Task description:
Copy out only the lines from the one containing "shape point(303, 335)" through the one containing "white milk jug", substituting "reference shape" for every "sample shape" and leaving everything else unchanged.

Data records:
— Start —

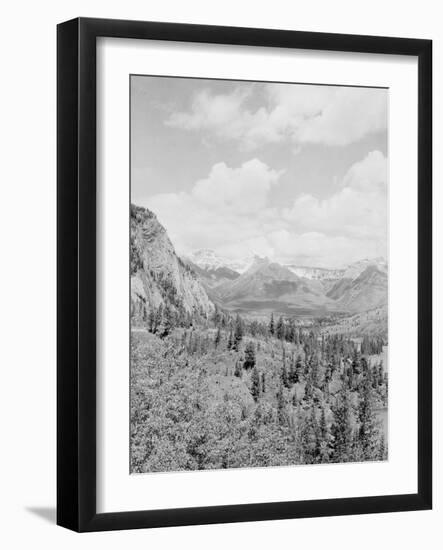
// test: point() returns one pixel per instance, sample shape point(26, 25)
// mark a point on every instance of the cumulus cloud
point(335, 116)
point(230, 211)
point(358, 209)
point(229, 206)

— End —
— Start —

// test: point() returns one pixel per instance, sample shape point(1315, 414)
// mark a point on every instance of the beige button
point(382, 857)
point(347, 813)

— End —
— Start —

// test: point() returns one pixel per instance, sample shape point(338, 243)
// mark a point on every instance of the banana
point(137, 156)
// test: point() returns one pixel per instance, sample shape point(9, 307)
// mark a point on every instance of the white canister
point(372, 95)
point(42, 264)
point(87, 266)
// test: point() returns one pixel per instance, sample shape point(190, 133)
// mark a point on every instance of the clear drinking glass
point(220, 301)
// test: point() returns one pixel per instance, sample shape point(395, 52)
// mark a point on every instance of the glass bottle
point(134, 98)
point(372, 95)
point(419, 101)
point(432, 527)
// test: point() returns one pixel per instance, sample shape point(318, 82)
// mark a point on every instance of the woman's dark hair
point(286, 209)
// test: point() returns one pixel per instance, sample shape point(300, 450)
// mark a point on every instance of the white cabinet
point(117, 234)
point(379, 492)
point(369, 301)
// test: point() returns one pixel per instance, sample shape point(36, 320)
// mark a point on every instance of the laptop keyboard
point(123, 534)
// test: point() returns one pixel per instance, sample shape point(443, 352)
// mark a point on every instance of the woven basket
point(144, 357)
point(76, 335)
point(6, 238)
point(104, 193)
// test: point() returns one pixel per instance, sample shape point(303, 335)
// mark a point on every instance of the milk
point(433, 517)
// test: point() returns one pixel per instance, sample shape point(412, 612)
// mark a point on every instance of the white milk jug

— End —

Worked answer:
// test: point() returns one pixel per instance, reference shape point(303, 335)
// mark a point on every instance of the milk
point(433, 517)
// test: point() returns one pixel per instance, reference shape point(412, 612)
// mark a point on every instance of the white milk jug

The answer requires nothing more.